■ INSTRUCTIONS FOR THE TASK:
Set down, in full, every record in the block.

Entries from a pointing dataset
-- -- --

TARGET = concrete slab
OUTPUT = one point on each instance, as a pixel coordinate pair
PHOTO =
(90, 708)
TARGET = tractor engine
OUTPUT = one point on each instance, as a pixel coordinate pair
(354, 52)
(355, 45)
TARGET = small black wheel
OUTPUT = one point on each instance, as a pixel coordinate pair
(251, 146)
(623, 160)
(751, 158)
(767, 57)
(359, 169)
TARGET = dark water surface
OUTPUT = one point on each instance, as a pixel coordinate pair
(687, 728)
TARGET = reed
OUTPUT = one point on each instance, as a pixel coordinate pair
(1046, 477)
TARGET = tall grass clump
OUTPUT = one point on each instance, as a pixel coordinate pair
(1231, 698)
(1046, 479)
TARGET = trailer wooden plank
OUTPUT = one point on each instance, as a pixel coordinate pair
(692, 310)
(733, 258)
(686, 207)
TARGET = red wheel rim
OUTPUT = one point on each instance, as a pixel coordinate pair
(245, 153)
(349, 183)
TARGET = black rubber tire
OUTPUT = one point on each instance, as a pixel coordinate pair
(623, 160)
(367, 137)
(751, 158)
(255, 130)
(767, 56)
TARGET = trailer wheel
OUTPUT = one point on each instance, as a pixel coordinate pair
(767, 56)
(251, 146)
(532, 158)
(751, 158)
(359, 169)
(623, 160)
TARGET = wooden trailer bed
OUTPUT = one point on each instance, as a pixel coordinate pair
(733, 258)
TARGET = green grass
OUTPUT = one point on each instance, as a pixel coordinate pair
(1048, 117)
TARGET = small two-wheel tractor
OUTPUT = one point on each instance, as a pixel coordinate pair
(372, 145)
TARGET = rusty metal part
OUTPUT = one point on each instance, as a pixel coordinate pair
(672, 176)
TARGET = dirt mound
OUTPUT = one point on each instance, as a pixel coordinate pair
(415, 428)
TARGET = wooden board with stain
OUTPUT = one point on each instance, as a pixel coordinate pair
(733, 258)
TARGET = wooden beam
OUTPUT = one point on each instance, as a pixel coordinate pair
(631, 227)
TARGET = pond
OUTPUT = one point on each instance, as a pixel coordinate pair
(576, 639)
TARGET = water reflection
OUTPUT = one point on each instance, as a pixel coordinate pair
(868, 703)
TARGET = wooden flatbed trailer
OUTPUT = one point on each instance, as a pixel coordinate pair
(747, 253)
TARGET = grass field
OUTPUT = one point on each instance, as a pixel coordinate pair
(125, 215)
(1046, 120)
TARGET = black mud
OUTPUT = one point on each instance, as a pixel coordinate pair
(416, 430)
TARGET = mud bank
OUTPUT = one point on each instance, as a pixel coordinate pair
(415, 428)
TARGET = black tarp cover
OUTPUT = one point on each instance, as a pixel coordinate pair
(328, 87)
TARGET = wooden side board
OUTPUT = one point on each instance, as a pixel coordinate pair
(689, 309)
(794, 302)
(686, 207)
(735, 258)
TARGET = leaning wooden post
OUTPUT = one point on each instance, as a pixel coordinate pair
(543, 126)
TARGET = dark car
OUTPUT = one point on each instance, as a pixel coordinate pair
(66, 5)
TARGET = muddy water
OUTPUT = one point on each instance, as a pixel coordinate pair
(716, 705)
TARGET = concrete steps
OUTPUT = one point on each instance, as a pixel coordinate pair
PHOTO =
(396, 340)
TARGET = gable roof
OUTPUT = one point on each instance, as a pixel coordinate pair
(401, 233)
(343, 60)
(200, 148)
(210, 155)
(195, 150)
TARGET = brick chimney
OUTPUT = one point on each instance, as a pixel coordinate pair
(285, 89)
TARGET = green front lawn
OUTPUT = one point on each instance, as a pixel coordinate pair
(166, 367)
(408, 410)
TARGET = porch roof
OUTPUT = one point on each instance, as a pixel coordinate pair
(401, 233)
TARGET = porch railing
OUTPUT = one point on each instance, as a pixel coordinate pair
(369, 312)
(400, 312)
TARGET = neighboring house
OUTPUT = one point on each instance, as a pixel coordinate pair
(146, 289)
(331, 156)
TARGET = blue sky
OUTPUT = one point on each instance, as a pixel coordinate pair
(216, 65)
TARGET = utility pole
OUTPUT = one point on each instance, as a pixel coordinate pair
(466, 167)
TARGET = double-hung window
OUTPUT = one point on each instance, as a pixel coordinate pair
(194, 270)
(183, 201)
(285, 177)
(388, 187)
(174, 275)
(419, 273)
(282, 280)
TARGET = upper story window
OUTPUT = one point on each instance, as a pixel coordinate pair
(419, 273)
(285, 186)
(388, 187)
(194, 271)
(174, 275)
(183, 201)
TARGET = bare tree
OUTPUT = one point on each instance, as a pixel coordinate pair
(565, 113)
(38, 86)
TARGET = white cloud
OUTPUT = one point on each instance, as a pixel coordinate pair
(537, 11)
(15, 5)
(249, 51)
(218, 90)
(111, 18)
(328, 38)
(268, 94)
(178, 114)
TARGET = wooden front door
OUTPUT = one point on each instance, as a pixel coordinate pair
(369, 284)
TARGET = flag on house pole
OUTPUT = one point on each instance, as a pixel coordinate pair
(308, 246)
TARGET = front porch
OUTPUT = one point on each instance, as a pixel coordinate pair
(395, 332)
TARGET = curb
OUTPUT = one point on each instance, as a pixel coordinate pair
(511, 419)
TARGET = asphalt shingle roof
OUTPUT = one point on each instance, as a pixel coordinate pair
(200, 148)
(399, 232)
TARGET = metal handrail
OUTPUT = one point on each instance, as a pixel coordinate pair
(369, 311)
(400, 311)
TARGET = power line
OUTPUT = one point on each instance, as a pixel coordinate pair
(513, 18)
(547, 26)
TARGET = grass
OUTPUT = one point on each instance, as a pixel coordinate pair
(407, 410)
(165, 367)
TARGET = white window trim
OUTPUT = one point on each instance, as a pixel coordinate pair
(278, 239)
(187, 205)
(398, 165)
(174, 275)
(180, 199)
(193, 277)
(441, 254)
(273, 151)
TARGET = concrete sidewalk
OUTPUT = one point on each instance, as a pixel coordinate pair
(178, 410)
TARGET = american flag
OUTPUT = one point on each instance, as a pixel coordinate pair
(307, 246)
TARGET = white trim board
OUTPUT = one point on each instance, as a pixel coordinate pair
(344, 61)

-- -- --

■ THE RESULT:
TARGET = concrete slab
OUTPUT = one point on each instance, as a pixel coordinate pair
PHOTO =
(90, 708)
TARGET = tractor engine
OUTPUT = one point on each instance, as a pixel coordinate pair
(354, 52)
(355, 45)
TARGET = small black wheel
OUTPUT = one point on each instance, as a pixel coordinate pair
(251, 146)
(623, 160)
(751, 158)
(767, 57)
(359, 169)
TARGET = dark water surface
OUTPUT = one point on each instance, as a pixel coordinate pair
(687, 728)
TARGET = reed
OUTPUT = one point on each instance, as a pixel coordinate pair
(1046, 477)
TARGET = tall grass clump
OUTPUT = one point on each instance, as a pixel coordinate pair
(1231, 698)
(1046, 479)
TARGET = trailer wooden plank
OUTPUT = one point on each instance, as a pixel coordinate pair
(692, 310)
(733, 258)
(686, 207)
TARGET = red wheel rim
OUTPUT = one point on each instance, as a pixel coordinate pair
(245, 153)
(349, 183)
TARGET = black rubber tire
OUTPUT = one point on each instance, as a pixel coordinate pair
(623, 160)
(367, 137)
(751, 158)
(255, 130)
(767, 56)
TARGET = trailer wheel
OUTPUT = one point on each instance, as a pixel coordinate pair
(767, 56)
(251, 146)
(532, 158)
(751, 158)
(359, 169)
(623, 160)
TARGET = wooden trailer bed
OUTPUT = one point on each instance, as a pixel coordinate pair
(733, 258)
TARGET = green grass
OUTPUT = one point on each instance, as a pixel coordinate pair
(1048, 117)
TARGET = small two-wheel tractor
OUTPUT = one point on each instance, as a pixel coordinate pair
(372, 145)
TARGET = rusty metal part
OUTPUT = one point on each instance, as a pixel coordinate pair
(672, 176)
TARGET = dirt mound
OUTPUT = one point on each instance, as a pixel coordinate pair
(415, 428)
TARGET = wooden board with stain
OUTPUT = one point on each instance, as a pixel coordinate pair
(733, 258)
TARGET = wooden beam
OUTPUT = one point on each instance, as a pixel coordinate pair
(631, 227)
TARGET = pond
OUTPUT = one point on each instance, as a pixel coordinate pair
(576, 639)
TARGET = water reflection
OUTPUT = one point on each instance, as a pixel coordinate pair
(868, 703)
TARGET = wooden flatbed trailer
OUTPUT = one point on each instance, as a pixel coordinate pair
(747, 253)
TARGET = grass field
OUTPUT = one point on each instance, as a pixel coordinate pair
(125, 215)
(1046, 120)
TARGET = black mud
OUTPUT = one point on each instance, as a pixel coordinate pair
(416, 430)
TARGET = mud bank
OUTPUT = one point on each instance, as a pixel coordinate pair
(415, 428)
TARGET = black tarp cover
OUTPUT = one point on each instance, as a pixel coordinate pair
(328, 87)
TARGET = wooden side board
OUTPUT = one point on each instance, as a pixel coordinate pair
(689, 309)
(794, 302)
(686, 207)
(735, 258)
TARGET = leaning wooden post
OUTPUT = one point on each instance, as a pixel coordinate pair
(543, 126)
TARGET = dark car
OUTPUT = one point on each instance, as a pixel coordinate pair
(66, 5)
TARGET = muddy water
OUTPUT = one point on each instance, as a pixel coordinate pair
(716, 705)
TARGET = concrete steps
OUTPUT = one point on each instance, as a pixel coordinate pair
PHOTO =
(396, 340)
TARGET = gable roof
OUTPUT = one point on each instance, as a pixel coordinate pair
(401, 233)
(343, 60)
(200, 148)
(210, 155)
(195, 150)
TARGET = brick chimney
OUTPUT = one point on each instance, as a pixel coordinate pair
(285, 89)
TARGET = green front lawn
OUTPUT = one point on each instance, as a pixel coordinate pair
(166, 367)
(408, 410)
TARGET = porch roof
OUTPUT = one point on each instance, as a pixel coordinate pair
(401, 233)
TARGET = porch railing
OUTPUT = one point on each instance, as a pixel coordinate pair
(369, 312)
(400, 312)
TARGET = neighboring house
OUTPUT = one point on each instance, as a pixel coordinate pair
(146, 289)
(331, 156)
TARGET = blue sky
OUTPUT = one point on each instance, as a pixel coordinate pair
(216, 65)
TARGET = utility pole
OUTPUT = one point on each instance, as a pixel coordinate pair
(466, 167)
TARGET = double-hung window
OUTPUT = one point on each instance, as a pixel coordinate pair
(194, 270)
(183, 201)
(285, 177)
(388, 187)
(174, 275)
(419, 273)
(282, 280)
TARGET = upper story window
OUTPUT = one point on each instance, as a pixel coordinate pair
(419, 273)
(285, 186)
(388, 187)
(194, 271)
(174, 275)
(183, 201)
TARGET = bare tree
OUTPUT = one point on each instance, as a pixel coordinate pair
(565, 113)
(38, 86)
TARGET = white cloud
OUTPUT = one point on each instance, as a pixel coordinate pair
(537, 11)
(15, 5)
(249, 51)
(218, 90)
(111, 18)
(328, 38)
(268, 94)
(178, 114)
TARGET = wooden front door
OUTPUT = one point on each instance, as a pixel coordinate pair
(369, 284)
TARGET = flag on house pole
OUTPUT = one point on each instance, as a pixel coordinate pair
(308, 246)
TARGET = front porch
OUTPUT = one point on each instance, as a pixel coordinate pair
(395, 332)
TARGET = curb
OUTPUT = one point on each instance, as a pixel coordinate pair
(511, 419)
TARGET = asphalt shingle roof
OUTPUT = one point on each instance, as a pixel coordinate pair
(200, 148)
(399, 232)
TARGET = metal handrail
OUTPUT = one point on each instance, as a pixel coordinate pair
(369, 311)
(400, 311)
TARGET = power line
OUTPUT = one point on each instance, as a pixel coordinate pair
(513, 18)
(547, 26)
TARGET = grass
OUTPUT = one point on each instance, as a pixel coordinate pair
(407, 410)
(165, 367)
TARGET = white window trim
OUTPUT = one point on each instance, as a pixel coordinate pair
(278, 239)
(187, 205)
(398, 165)
(174, 275)
(180, 199)
(193, 277)
(441, 254)
(273, 151)
TARGET = concrete sidewalk
OUTPUT = one point on each instance, as a pixel coordinate pair
(178, 410)
TARGET = american flag
OUTPUT = one point on each instance, as a pixel coordinate pair
(307, 246)
TARGET = white trim board
OUTPUT = one point on each instance, as a pixel coordinate pair
(344, 61)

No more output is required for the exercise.